■ **TEXT SHOWN**
________________

Coming into this game, the Jags had to clear choices.

  1. Lean into history and pursue the '76-77 Buccaneers' 26-game losing streak (Possibly the 1942-1945 Chicago Cardinals' 29 straight)
  2. Take the opportunity and go for one of the few plausible wins possible on their schedule.

They chose the latter, getting a 53-yard FG from Matthew Wright¹ as time expired, to take the win.
 
  Yawn.

Tua Tangyvanilla returned from his injured ribs and the Dolphins coaching staff did their best to put him back on the shelf, having him throw the ball 47 times and not even trying to establish the run vs. the 20th-ranked Jaguar rush defense.

Sorry, London.  Again.

With that win, Detroit assumes sole possession of the title of "Winless Team."  Will they too fix that this week?  Stay tuned.
  1. Who was a software engineer six weeks ago.


Chargers 6, Ravens 34

 
Baltimore won their fifth-straight game, having decided to dispatch with the drama and last second heroics and just pummel their opponent this time. They held Justin "'Another Reach Around Sir?', said ESPN" Herbert and the Chargers to 208 total yards and basically made this one a laugher.

________________

■ **SOURCE EXCERPT**
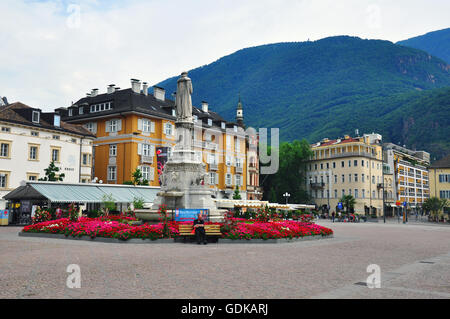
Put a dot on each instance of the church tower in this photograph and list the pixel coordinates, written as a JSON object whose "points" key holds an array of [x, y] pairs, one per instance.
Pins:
{"points": [[240, 113]]}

________________

Reproduce the football recap above word for word, from "They chose the" to "Sorry, London.  Again.".

They chose the latter, getting a 53-yard FG from Matthew Wright¹ as time expired, to take the win.
 
  Yawn.

Tua Tangyvanilla returned from his injured ribs and the Dolphins coaching staff did their best to put him back on the shelf, having him throw the ball 47 times and not even trying to establish the run vs. the 20th-ranked Jaguar rush defense.

Sorry, London.  Again.